** Directions for this task **
The entries follow. Please return all of them exactly.

** Supplied records **
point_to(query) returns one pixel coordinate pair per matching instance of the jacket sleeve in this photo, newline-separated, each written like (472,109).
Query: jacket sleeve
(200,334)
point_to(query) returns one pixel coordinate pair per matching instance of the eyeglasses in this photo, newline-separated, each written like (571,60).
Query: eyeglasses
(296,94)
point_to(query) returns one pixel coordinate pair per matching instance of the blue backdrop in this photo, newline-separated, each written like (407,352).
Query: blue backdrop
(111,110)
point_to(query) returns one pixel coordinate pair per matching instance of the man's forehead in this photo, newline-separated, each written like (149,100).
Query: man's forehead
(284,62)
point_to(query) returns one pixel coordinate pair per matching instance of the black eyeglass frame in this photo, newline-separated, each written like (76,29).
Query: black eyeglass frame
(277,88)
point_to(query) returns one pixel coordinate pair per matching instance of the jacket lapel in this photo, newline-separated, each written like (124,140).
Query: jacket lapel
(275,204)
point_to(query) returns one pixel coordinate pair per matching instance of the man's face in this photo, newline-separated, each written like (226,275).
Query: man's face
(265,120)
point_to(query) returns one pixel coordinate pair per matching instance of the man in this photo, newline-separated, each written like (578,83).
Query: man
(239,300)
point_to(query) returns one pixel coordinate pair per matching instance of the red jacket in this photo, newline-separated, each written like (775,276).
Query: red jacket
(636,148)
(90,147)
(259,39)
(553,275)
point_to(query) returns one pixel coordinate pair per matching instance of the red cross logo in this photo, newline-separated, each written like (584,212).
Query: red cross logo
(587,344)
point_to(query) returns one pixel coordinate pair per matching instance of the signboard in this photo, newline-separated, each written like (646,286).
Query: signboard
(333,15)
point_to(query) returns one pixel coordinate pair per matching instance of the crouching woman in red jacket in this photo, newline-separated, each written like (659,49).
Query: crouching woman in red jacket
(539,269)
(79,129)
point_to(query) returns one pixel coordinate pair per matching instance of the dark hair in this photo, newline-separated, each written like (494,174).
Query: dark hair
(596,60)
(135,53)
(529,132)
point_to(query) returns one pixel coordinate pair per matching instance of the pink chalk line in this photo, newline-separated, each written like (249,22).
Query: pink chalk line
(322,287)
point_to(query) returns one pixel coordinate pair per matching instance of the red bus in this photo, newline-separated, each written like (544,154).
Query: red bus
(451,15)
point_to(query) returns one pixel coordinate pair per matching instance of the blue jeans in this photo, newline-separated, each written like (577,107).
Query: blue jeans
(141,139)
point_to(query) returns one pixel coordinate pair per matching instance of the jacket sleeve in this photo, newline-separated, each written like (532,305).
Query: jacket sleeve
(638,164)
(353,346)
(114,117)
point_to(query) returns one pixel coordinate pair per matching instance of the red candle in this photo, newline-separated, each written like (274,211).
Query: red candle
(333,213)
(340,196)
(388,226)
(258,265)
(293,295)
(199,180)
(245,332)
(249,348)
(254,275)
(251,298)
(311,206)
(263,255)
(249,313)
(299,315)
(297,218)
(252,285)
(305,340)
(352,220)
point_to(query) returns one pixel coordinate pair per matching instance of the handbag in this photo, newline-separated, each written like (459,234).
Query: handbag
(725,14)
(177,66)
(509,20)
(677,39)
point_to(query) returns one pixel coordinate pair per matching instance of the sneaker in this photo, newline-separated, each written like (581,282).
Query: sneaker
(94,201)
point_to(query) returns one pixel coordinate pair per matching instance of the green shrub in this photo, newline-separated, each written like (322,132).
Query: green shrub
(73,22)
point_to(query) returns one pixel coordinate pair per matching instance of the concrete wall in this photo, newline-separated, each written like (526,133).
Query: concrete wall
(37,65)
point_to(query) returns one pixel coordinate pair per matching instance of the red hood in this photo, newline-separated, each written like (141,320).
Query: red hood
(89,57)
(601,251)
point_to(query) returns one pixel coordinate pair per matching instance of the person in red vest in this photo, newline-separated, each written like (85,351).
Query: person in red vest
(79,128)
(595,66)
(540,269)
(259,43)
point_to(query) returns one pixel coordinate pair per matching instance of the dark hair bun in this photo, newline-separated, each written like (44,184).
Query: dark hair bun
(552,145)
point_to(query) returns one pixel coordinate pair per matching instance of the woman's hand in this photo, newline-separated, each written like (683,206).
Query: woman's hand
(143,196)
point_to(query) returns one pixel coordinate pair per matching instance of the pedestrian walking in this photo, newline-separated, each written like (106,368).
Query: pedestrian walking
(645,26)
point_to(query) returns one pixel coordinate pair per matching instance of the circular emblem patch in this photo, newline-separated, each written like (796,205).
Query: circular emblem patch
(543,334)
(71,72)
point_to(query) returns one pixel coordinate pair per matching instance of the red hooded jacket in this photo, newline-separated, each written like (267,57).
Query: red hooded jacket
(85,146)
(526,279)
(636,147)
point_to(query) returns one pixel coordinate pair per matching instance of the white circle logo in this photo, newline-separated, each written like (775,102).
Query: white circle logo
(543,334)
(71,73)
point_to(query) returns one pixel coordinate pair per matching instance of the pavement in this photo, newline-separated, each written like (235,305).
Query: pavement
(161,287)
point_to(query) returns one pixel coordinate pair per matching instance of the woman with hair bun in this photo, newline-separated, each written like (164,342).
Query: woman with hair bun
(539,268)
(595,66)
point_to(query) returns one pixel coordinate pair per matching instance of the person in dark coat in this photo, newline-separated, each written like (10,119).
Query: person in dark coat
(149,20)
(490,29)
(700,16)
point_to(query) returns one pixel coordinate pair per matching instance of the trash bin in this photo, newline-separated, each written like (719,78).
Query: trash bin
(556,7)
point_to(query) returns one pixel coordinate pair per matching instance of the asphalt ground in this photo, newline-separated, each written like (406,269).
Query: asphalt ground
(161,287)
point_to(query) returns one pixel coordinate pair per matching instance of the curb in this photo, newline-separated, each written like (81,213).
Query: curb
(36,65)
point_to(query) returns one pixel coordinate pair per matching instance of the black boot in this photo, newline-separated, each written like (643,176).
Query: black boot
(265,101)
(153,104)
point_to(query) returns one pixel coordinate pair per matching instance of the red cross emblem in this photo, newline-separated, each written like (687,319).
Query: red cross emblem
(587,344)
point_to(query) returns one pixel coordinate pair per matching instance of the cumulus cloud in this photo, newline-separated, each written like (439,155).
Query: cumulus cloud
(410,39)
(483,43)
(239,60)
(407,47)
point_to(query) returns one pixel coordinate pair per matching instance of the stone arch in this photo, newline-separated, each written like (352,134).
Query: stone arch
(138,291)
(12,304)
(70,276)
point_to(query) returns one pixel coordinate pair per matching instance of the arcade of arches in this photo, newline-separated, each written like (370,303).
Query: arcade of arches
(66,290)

** Task solution **
point_to(query) returns one pixel coordinate pair per matching instance of the jacket sleeve in this photo, newline-separated, each written like (472,109).
Query: jacket sleeve
(200,334)
point_to(query) returns one pixel coordinate pair per matching instance of the eyeglasses in this photo, newline-separated, each written like (571,60).
Query: eyeglasses
(296,94)
point_to(query) returns one pixel coordinate pair per matching instance of the blue backdrop in this photo, newline-separated, each written like (407,352).
Query: blue backdrop
(111,110)
point_to(query) returns one pixel coordinate pair per matching instance of the man's forehead in this photo, newline-separated, each written like (149,100).
Query: man's forehead
(284,62)
point_to(query) returns one pixel coordinate pair per matching instance of the black eyeglass frame in this photo, newline-separated, each written like (76,29).
Query: black eyeglass frame
(277,88)
point_to(query) returns one pixel coordinate pair per matching instance of the jacket lapel in this photo, newline-separated, each written like (124,140).
Query: jacket lapel
(275,204)
point_to(query) returns one pixel coordinate pair per matching instance of the man's face in this photo, newline-separated, each written like (226,275).
Query: man's face
(265,120)
point_to(query) returns one pixel coordinate pair per matching instance of the man in this photo, newline-separated, each written like (578,83).
Query: man
(239,300)
point_to(query) returns one pixel coordinate pair per matching instance of the red jacket in this photo, newline-separated, each written like (775,276).
Query: red jacket
(636,148)
(90,147)
(259,39)
(553,275)
point_to(query) returns one pixel coordinate pair per matching instance of the red cross logo in this photo, newline-separated, each written like (584,212).
Query: red cross logo
(587,344)
point_to(query) returns one pixel coordinate pair per matching instance of the signboard in this photo, newline-separated, each written like (646,286).
Query: signboard
(333,15)
point_to(query) returns one pixel coordinate pair per matching instance of the crouching woman in red jacket in this photo, newline-separated, each written like (659,49).
Query: crouching woman in red jacket
(539,269)
(79,129)
point_to(query) returns one pixel coordinate pair per matching instance of the dark hair in this photo, newline-separated, each written like (494,174).
Query: dark hair
(596,60)
(135,53)
(529,132)
point_to(query) returns one pixel coordinate pair per matching instance of the pink chalk line in this photo, newline-separated, each written like (249,22).
Query: pink chalk line
(322,287)
point_to(query) returns one pixel coordinate pair per matching instance of the red bus in this photo, newline-separated, each written like (544,154).
Query: red bus
(451,15)
point_to(query) returns one pixel coordinate pair per matching instance of the blue jeans in this photo, newline-separated, each written like (577,107).
Query: blue jeans
(141,139)
point_to(query) returns one pixel coordinate pair per matching instance of the jacket sleeve in this photo, newline-separated, each written like (532,305).
Query: jacket sleeve
(638,164)
(353,346)
(114,117)
point_to(query) returns one pixel coordinate pair per matching instance of the red candle in this photo, newline-separated, each written like (274,211).
Query: red candle
(333,213)
(340,196)
(388,226)
(258,265)
(293,295)
(199,180)
(245,332)
(249,348)
(254,275)
(251,298)
(311,206)
(263,255)
(249,313)
(299,315)
(297,218)
(252,285)
(305,340)
(352,220)
point_to(query) returns one pixel coordinate pair per matching instance of the handbag in this photo, newline-separated, each written like (459,234).
Query: handbag
(725,14)
(177,66)
(509,20)
(677,39)
point_to(query) returns one pixel coordinate pair per matching instance of the sneaker in this photo, newline-separated, each written like (581,282).
Query: sneaker
(94,201)
point_to(query) returns one pixel coordinate pair per matching instance of the green shrub in this photo, newline-separated, each written like (322,132).
Query: green shrub
(73,22)
point_to(query) returns one pixel coordinate pair per matching instance of the concrete wall in this photo, newline-separated, each written like (526,133).
Query: concrete wall
(37,65)
point_to(query) returns one pixel coordinate pair per matching instance of the red hood in this photo, newline-separated, each written like (141,320).
Query: red hood
(89,57)
(601,251)
point_to(query) returns one pixel coordinate pair per matching instance of the person in red vest in this photo, newline-separated, each written like (85,351).
Query: person in red vest
(79,128)
(595,66)
(540,269)
(259,43)
point_to(query) returns one pixel coordinate pair per matching instance of the dark hair bun in this photo, newline-separated, each written like (44,184).
Query: dark hair bun
(552,145)
point_to(query) returns one pixel coordinate pair per matching instance of the woman's hand in this photo, newline-separated, each written like (683,206).
Query: woman's hand
(143,196)
point_to(query) returns one pixel coordinate pair per matching instance of the pedestrian walking in this photo, newline-separated, each written like (106,368).
Query: pedestrian walking
(645,26)
point_to(query) returns one pixel coordinate pair per matching instance of the circular emblem patch in this photo, newline-separated, each written like (796,205).
Query: circular emblem patch
(543,334)
(71,72)
point_to(query) returns one pixel coordinate pair per matching instance of the red hooded jacket in this photo, newline-separated, each written like (267,57).
Query: red hooded jacket
(85,146)
(526,279)
(636,147)
point_to(query) returns one pixel coordinate pair per matching instance of the white circle logo in this photo, newline-separated, each written like (775,102).
Query: white circle logo
(543,334)
(71,73)
point_to(query) returns one pixel coordinate pair per matching instance of the pavement in this photo, newline-separated, each written like (235,305).
Query: pavement
(161,287)
point_to(query) returns one pixel coordinate pair per matching instance of the woman with hair bun in this photo, newline-separated, each written like (164,342).
Query: woman with hair bun
(539,268)
(595,66)
point_to(query) returns one pixel coordinate pair per matching instance of the person in dark coat in this photo, newline-separated, each written like (10,119).
Query: person in dark coat
(149,20)
(490,29)
(700,16)
point_to(query) returns one pixel coordinate pair per matching instance of the trash bin in this photo, newline-separated, each written like (719,78).
Query: trash bin
(556,7)
point_to(query) returns one pixel coordinate pair per matching instance of the asphalt ground in this photo, newline-separated, each written like (406,269).
Query: asphalt ground
(161,287)
point_to(query) returns one pixel coordinate pair per matching instance of the curb in this photo, newline-separated, each written like (81,213).
Query: curb
(36,65)
point_to(query) returns one pixel coordinate pair per matching instance of the black boot in this photo, newline-separated, each written like (643,176).
Query: black boot
(265,101)
(153,104)
point_to(query) returns one pixel coordinate pair per matching instance of the red cross emblem in this photo, newline-separated, each written like (687,319).
Query: red cross emblem
(587,344)
point_to(query) returns one pixel coordinate pair per matching instance of the cumulus cloud in this photo, newline-separated, each written like (439,155).
Query: cumulus cloud
(410,39)
(483,43)
(239,60)
(407,47)
point_to(query) returns one pixel coordinate pair per matching instance of the stone arch in this photo, newline-separated, each written like (352,134).
Query: stone arch
(138,291)
(12,304)
(70,276)
point_to(query) returns one pixel coordinate pair per matching instance of the arcade of arches in this photo, newline-separated, each written like (370,303).
Query: arcade of arches
(66,290)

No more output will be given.